Task requirements: Only the number is wanted: how many lines below contain "placed"?

(Data to process)

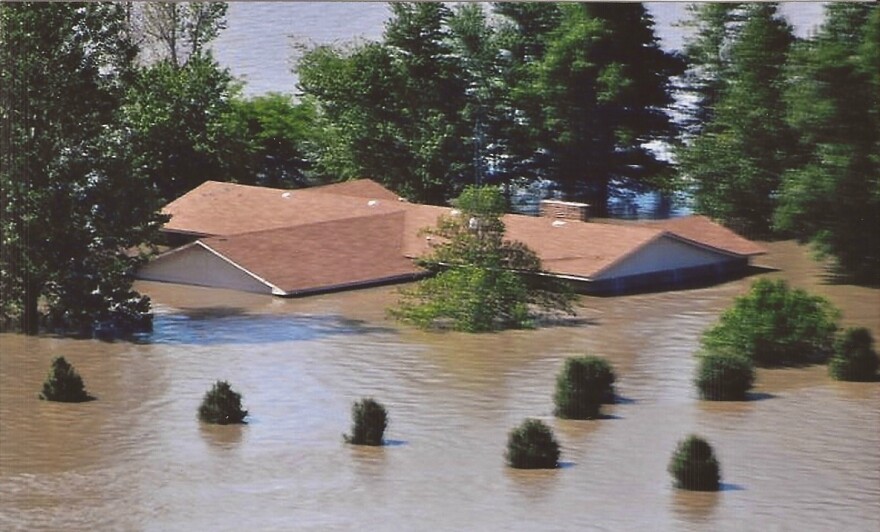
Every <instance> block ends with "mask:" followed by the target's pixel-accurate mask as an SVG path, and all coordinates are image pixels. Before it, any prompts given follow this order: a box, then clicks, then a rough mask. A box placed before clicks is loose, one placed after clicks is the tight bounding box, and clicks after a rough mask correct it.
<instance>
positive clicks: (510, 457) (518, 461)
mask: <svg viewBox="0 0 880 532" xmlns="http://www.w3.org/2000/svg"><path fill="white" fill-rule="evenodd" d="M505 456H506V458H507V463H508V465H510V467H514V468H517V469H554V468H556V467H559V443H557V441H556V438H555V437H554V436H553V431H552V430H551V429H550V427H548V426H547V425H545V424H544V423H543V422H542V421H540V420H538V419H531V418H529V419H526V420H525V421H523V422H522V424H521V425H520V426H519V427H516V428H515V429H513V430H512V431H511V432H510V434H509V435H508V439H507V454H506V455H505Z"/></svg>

(End Data to process)
(Data to process)

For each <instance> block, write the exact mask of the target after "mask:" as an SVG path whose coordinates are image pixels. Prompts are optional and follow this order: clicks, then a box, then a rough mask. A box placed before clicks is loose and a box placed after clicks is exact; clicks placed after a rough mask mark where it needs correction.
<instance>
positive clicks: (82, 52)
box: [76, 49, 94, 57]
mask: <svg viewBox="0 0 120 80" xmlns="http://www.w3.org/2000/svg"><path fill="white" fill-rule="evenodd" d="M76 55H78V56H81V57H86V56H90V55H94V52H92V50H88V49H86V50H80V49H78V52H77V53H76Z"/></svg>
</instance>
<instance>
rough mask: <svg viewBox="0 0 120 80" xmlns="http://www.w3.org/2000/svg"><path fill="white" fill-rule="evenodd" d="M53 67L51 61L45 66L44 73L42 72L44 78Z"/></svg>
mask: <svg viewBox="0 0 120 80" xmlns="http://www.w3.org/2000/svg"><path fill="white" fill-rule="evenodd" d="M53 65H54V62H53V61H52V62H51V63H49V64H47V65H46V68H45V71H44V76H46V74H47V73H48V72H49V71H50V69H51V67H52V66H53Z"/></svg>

(End Data to process)

Task answer: 2